**Work instructions**
1. Update the garden text by reproducing it starting with "In Michael’s Garden01" and going on through "sandstone and foliage.", with "fire pits" changed to "outdoor heaters".
2. According to the garden text, what is done to the tropical gingers, and to what end?

**Extract**
--

In Michael’s Garden01 September 2015 Michael Bates
Landscaper Michael Bates gardens on a steep shady block in North Sydney.
In spring’s warmer weather the paths and terraces invite the family outdoors and the fun doesn’t stop when the daylight fades. Night lighting and fire pits extend the use of the garden well into the evening.
Michael Bates at home in the sandstone and foliage.
I'm Giving …. Haircuts
After holding off all winter, preserving as much foliage as possible, spring is a great time to show the garden who is boss. I’m always surveying the garden from the balcony above, working out which small plants need rearranging so their neighbours don’t overshadow them. Armed with secateurs I really get in there and tame the plants. All the herbaceous sub-tropical ground covers – such as Crinum, Liriope muscari and Philodendron ‘Xanadu’ – get thinned out. They can bounce back in a matter of weeks. My tropical gingers, including Costus and Alpinia zerumbet are staked and tied back to make them more vertical and less rangy. It’s rewarding work and makes me feel like I’ve restored a sense of order.

--

**Records**
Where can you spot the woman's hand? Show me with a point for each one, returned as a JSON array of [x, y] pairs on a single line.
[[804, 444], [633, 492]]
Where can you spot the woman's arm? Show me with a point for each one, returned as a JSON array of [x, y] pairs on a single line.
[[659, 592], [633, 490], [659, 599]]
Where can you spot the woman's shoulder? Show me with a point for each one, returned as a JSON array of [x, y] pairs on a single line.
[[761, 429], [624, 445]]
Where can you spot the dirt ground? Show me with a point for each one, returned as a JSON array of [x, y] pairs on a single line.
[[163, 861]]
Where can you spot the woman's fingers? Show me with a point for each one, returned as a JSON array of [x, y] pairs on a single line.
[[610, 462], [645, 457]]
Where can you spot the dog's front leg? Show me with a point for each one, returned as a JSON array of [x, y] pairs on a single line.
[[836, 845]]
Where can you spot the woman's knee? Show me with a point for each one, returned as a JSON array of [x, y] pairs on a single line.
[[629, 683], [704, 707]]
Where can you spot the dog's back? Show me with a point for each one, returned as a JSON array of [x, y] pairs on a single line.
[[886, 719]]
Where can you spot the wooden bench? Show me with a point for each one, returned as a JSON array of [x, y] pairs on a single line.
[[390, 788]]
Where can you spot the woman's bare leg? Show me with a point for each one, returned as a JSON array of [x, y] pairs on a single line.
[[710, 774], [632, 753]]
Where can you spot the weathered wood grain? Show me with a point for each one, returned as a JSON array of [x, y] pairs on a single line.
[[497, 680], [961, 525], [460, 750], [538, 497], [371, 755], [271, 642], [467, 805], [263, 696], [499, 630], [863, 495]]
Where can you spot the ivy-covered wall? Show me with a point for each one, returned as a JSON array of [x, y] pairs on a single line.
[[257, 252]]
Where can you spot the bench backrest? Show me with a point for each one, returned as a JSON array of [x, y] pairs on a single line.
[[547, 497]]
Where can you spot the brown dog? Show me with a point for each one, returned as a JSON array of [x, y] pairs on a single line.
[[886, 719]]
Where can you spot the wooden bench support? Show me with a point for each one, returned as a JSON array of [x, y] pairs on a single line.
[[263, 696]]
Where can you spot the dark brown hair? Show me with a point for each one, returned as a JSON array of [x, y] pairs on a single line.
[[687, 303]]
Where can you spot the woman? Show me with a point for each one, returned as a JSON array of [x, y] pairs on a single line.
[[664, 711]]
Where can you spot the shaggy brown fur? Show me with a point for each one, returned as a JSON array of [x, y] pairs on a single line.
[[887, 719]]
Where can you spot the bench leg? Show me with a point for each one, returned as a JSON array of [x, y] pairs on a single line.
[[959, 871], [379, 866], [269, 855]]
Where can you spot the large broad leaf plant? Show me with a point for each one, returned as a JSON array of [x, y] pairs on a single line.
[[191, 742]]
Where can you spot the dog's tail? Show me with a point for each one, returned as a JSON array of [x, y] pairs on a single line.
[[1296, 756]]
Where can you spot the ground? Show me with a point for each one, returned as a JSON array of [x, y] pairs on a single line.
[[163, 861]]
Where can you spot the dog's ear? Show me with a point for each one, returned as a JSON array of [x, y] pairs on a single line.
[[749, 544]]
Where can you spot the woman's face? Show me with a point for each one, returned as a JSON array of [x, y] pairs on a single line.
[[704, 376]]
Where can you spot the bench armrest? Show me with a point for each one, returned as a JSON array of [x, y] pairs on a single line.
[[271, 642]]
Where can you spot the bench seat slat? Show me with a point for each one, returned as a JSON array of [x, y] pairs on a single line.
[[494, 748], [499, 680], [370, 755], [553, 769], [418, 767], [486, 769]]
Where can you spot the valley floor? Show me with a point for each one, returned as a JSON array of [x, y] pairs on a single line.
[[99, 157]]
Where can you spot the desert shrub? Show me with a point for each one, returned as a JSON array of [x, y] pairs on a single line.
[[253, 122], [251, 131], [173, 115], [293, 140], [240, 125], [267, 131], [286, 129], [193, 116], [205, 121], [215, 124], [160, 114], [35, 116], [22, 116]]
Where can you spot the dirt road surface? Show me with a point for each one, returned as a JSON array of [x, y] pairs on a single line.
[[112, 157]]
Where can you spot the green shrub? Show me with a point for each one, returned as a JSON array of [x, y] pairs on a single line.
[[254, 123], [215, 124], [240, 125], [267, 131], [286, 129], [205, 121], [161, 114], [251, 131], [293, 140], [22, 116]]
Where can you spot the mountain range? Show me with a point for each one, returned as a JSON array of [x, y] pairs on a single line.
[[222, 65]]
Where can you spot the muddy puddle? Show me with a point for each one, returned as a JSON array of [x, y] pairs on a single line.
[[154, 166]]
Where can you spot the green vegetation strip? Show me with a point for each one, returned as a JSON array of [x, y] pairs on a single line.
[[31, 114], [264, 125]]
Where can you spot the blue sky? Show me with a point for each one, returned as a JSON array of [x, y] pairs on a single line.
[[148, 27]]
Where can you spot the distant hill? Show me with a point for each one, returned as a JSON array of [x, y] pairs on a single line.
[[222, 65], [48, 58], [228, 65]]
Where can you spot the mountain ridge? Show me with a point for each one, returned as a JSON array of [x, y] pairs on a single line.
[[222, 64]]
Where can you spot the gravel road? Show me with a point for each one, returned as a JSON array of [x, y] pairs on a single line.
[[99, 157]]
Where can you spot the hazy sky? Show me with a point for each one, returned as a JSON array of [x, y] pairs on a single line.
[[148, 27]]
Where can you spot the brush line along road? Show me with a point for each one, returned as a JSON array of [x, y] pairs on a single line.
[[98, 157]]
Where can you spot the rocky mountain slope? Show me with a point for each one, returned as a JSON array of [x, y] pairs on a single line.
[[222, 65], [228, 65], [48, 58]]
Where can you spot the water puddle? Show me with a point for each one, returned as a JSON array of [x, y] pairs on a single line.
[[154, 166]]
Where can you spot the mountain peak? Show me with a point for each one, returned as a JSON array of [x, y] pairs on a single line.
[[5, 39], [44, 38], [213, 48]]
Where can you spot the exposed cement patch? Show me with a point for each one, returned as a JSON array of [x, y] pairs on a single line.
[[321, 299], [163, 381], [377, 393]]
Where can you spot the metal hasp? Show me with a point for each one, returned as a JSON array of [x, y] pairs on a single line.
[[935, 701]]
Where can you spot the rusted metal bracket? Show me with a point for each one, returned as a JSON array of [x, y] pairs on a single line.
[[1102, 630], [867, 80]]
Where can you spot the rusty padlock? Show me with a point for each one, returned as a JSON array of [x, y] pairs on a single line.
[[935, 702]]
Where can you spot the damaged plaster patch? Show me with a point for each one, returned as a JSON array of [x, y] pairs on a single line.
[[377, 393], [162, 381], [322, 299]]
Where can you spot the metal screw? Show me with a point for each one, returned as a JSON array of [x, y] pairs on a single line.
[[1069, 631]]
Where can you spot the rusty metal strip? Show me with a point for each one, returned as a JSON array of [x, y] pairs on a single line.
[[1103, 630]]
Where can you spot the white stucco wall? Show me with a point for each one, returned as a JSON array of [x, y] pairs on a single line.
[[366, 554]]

--

**Answers below**
1.
In Michael’s Garden01 September 2015 Michael Bates
Landscaper Michael Bates gardens on a steep shady block in North Sydney.
In spring’s warmer weather the paths and terraces invite the family outdoors and the fun doesn’t stop when the daylight fades. Night lighting and outdoor heaters extend the use of the garden well into the evening.
Michael Bates at home in the sandstone and foliage.

2. They are staked and tied back to make them more vertical and less rangy.